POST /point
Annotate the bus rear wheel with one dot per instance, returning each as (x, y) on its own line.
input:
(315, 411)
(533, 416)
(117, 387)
────
• ACTION ITEM:
Restate each line of the records above without any deviation.

• TASK ANSWER:
POST /point
Annotate the bus rear wheel with one dot per instance, returning each as (x, y) on its own line.
input:
(315, 411)
(533, 416)
(117, 387)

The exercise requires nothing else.